* [WHAT YOU NEED TO DO]: Rewrite the entries from the line with "My team needs the bounding box of the koala's face" up to and including the line with "[273,207,314,231]", replacing "My team" with "Our group" and leaving everything else unchanged.
☆ ☆ ☆ ☆ ☆ ☆ ☆
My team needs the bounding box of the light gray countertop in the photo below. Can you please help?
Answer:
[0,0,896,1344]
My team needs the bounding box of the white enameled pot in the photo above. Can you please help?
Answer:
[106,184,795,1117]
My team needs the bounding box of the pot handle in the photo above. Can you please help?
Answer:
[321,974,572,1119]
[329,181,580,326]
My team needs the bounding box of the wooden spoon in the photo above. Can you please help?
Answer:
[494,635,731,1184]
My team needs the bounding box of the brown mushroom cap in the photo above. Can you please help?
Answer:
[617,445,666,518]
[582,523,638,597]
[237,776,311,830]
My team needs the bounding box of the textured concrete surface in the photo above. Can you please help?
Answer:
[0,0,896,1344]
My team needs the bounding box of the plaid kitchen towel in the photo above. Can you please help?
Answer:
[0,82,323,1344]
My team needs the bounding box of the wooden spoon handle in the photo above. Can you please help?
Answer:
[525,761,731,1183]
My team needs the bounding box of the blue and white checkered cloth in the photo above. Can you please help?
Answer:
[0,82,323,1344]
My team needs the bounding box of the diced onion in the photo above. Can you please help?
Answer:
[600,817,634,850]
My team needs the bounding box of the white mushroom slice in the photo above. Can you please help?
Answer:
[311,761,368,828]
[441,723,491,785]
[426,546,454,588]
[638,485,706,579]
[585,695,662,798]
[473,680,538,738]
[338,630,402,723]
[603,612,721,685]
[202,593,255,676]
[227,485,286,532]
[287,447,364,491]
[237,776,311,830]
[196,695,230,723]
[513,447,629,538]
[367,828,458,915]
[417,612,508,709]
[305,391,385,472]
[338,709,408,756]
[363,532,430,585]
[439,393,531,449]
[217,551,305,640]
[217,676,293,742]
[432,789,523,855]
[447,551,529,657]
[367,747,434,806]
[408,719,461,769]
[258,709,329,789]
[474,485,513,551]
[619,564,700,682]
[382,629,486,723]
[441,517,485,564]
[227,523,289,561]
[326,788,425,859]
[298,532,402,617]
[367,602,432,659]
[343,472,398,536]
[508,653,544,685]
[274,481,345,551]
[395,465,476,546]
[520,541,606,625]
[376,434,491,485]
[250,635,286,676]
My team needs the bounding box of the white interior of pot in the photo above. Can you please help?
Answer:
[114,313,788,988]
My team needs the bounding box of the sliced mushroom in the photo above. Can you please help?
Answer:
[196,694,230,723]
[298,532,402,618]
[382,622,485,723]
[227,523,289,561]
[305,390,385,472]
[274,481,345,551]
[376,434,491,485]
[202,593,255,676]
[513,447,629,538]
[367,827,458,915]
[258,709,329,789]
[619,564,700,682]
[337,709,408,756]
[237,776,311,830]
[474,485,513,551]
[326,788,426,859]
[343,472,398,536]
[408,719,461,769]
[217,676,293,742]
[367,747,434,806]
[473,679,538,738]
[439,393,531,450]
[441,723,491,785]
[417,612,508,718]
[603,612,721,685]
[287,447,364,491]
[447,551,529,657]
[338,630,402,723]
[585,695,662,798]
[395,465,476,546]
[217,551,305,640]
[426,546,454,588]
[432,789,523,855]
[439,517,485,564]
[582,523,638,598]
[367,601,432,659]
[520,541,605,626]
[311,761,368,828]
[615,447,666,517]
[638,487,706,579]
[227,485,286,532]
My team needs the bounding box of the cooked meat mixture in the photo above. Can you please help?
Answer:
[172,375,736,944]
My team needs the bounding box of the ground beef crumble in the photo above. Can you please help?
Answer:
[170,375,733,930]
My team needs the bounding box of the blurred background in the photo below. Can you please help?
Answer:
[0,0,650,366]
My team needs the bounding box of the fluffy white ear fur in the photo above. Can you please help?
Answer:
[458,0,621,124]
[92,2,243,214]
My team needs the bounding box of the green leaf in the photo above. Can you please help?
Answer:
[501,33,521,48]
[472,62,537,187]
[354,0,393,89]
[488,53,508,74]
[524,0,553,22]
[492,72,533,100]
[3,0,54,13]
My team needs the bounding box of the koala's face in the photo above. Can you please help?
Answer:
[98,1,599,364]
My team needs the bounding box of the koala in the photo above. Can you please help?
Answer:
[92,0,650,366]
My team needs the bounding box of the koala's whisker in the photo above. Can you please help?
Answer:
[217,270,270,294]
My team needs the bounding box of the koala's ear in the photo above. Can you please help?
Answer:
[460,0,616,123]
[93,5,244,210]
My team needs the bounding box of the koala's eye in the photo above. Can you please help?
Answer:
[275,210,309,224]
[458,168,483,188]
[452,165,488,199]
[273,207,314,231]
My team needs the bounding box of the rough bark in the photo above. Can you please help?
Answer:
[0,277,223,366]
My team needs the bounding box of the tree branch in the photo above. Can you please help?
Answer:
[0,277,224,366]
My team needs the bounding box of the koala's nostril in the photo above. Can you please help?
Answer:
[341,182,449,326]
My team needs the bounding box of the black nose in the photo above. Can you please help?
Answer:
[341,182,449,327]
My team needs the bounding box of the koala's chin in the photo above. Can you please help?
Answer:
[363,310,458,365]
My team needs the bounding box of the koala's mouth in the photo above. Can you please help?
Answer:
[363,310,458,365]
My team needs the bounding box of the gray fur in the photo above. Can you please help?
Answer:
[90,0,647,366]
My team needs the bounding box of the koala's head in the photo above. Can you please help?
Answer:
☆ ☆ ☆ ☆ ☆ ☆ ☆
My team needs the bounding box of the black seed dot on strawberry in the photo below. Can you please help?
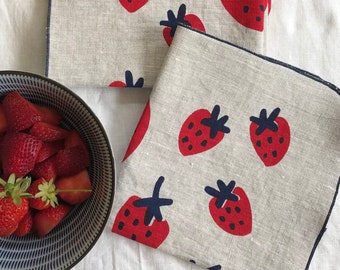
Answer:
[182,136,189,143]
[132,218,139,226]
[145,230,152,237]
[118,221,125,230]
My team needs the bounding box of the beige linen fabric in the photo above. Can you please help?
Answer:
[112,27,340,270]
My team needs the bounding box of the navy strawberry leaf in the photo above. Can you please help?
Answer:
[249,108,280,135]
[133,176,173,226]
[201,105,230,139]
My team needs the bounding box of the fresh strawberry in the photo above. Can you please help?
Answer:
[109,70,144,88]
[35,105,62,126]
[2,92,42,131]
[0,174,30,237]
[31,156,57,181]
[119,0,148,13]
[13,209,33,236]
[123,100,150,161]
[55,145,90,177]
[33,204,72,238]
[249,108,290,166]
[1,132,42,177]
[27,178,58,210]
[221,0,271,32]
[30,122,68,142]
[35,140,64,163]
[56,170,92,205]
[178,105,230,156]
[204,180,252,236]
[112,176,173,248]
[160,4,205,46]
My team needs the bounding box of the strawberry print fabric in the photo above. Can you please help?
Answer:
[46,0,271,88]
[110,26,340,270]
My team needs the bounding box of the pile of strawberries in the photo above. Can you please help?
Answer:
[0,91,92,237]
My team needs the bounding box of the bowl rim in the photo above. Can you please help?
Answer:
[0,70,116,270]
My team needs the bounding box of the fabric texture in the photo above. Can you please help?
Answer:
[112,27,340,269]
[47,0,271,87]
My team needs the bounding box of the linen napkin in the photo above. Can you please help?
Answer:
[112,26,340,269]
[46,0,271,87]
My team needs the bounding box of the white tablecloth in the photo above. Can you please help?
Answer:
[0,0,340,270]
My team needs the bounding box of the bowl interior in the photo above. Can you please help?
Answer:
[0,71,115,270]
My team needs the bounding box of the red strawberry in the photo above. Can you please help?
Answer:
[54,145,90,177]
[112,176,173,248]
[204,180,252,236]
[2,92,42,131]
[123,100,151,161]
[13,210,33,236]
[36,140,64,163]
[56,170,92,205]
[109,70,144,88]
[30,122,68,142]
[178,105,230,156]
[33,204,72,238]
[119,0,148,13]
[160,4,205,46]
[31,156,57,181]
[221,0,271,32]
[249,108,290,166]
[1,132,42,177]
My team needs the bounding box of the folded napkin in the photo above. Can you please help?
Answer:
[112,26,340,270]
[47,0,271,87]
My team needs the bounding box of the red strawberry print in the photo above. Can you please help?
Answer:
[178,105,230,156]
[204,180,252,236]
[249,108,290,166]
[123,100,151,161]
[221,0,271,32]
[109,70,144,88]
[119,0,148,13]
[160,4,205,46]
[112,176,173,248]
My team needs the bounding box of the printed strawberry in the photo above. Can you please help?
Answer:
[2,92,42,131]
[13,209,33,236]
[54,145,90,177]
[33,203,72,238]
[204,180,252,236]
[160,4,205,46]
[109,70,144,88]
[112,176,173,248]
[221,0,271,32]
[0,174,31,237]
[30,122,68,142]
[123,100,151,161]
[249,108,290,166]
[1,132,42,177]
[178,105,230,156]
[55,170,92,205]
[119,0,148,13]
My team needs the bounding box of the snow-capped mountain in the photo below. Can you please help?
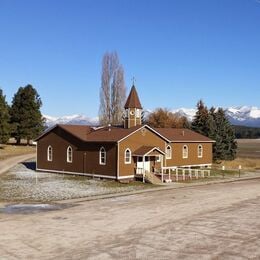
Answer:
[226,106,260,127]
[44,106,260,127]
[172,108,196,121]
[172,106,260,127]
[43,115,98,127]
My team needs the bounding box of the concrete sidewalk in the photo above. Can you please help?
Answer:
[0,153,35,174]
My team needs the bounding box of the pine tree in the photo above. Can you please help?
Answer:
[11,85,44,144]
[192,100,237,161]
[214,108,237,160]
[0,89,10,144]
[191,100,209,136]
☆ ☆ ☆ ☆ ☆ ☆ ☆
* [ANSWER BELOW]:
Our group needs the bounding box of the koala's face in the photo above. Can you please help?
Answer:
[98,1,599,364]
Our group needs the bounding box of the koala in the photo above. Can you please help?
Answer:
[92,0,650,366]
Our group needs the bounding box of the koala's whisker in the photo above. Can you please help?
Answer:
[217,270,270,294]
Our group needs the bounding box of the koala's ear in the photo above. Can you please help?
Answer:
[460,0,616,123]
[93,5,244,210]
Our group needs the bounding box of the koala's eye in the photo above. Can you please help?
Answer:
[275,210,309,224]
[458,168,483,188]
[452,165,488,199]
[273,207,314,231]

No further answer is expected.